> [Short task 1]
Answer these from the text on the European Sponsorship Association:
(a) In what month and year was the European Sponsorship Association formed?
(b) In what year was the European Sponsorship Consultants Association founded?
(c) When was responsibility for Sportsmatch transferred to Sport England?
> [Short task 2] Using the text on the European Sponsorship Association, list every type of member that the Institute of Sports Sponsorship is said to have included.
> [Short task 3] Please reproduce the part of the text on the European Sponsorship Association starting at "The European Sponsorship Association was" and ending at "the sponsorship business.".

> [Excerpt provided]
The European Sponsorship Association (ESA) represents those involved in sponsorship across Europe.

History

The European Sponsorship Association was formed in October 2003 by the merger of two bodies, the European Sponsorship Consultants Association and the Institute for Sports Sponsorship.

The European Sponsorship Consultants Association (ESCA) was founded in 1990. ESCA promoted the sponsorship industry across Europe including working with the European Commission to encourage the development of sponsorship across the EU. ESCA also championed a concerted attack on any issues and threats to the sponsorship business.

The Institute of Sports Sponsorship was founded in 1985, with Prince Philip as its President, to be the representative voice of the sports sponsorship industry and to encourage the growth of sponsorship for the benefit of sport. The ISS promoted best practice in sponsorship; worked closely with sports bodies, government and the media to improve understanding and skills; and lobbied on behalf of its membership on key issues. ISS members included major sponsoring companies in the UK as well as consultancies, research agencies and sports law practices. As well as representing the industry's interests regarding national sponsorship, the ISS promoted the development of sports sponsorship at grass roots and created Sportsmatch, a government funded incentive scheme matching sponsorships of grass roots sport. ISS managed Sportsmatch in England from 1992 until 2003 when ESA took over responsibility for Sportsmatch.  Responsibility for Sportsmatch was subsequently transferred to Sport England in March 2007.

> [Data rows]
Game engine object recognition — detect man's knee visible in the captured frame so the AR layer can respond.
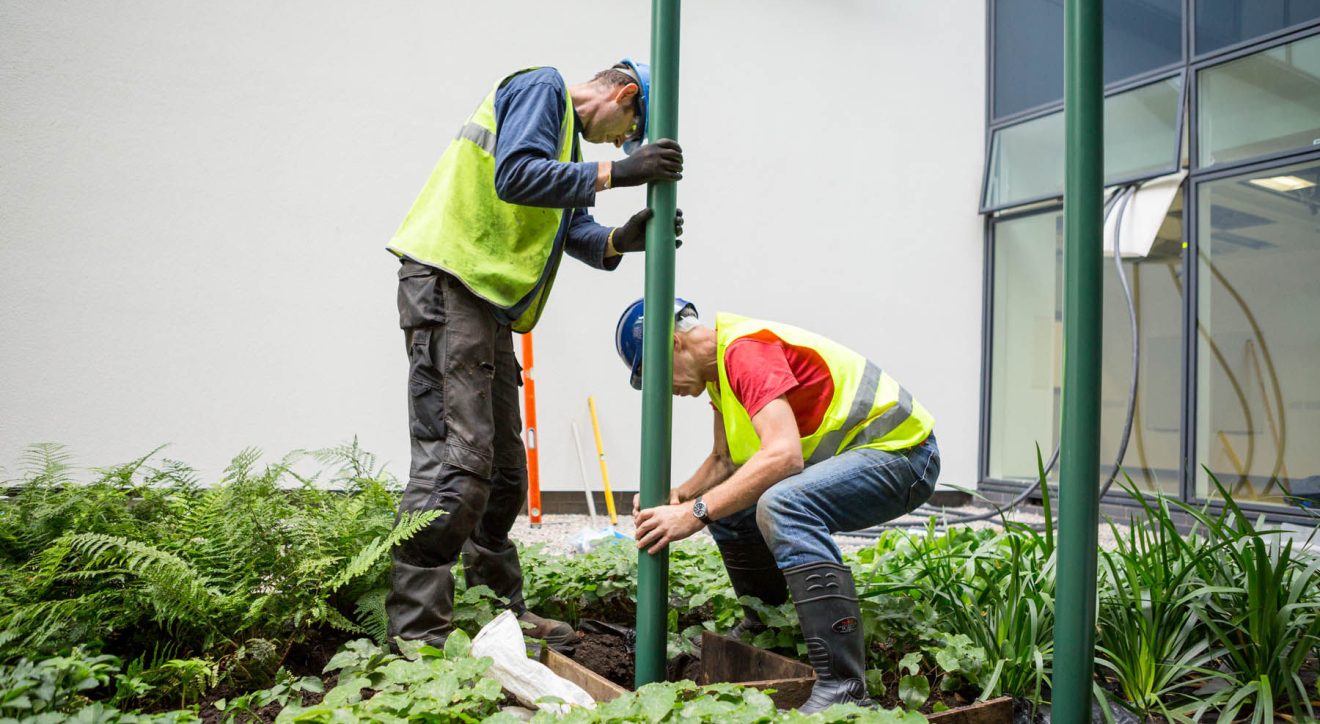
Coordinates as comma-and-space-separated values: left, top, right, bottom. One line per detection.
756, 486, 795, 547
396, 466, 490, 567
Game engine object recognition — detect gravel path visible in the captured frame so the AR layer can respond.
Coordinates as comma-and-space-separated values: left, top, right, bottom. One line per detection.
510, 506, 1126, 555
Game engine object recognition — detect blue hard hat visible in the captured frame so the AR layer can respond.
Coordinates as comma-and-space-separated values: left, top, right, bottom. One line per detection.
615, 58, 651, 156
614, 297, 697, 390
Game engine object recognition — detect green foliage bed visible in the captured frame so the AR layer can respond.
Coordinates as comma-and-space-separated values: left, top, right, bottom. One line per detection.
0, 444, 1320, 721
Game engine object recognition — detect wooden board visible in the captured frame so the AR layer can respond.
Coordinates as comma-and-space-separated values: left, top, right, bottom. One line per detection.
701, 632, 816, 683
738, 676, 816, 709
701, 632, 816, 709
925, 696, 1012, 724
701, 632, 1012, 724
541, 646, 627, 702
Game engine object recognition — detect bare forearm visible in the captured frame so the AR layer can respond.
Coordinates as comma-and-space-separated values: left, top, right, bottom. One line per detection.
704, 449, 803, 518
673, 454, 737, 502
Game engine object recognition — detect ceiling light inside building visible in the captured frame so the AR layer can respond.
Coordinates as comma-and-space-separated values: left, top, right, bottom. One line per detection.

> [Full response 1]
(a) October 2003
(b) 1990
(c) March 2007

> [Full response 2]
- Major sponsoring companies in the UK
- Consultancies
- Research agencies
- Sports law practices

> [Full response 3]
The European Sponsorship Association was formed in October 2003 by the merger of two bodies, the European Sponsorship Consultants Association and the Institute for Sports Sponsorship.

The European Sponsorship Consultants Association (ESCA) was founded in 1990. ESCA promoted the sponsorship industry across Europe including working with the European Commission to encourage the development of sponsorship across the EU. ESCA also championed a concerted attack on any issues and threats to the sponsorship business.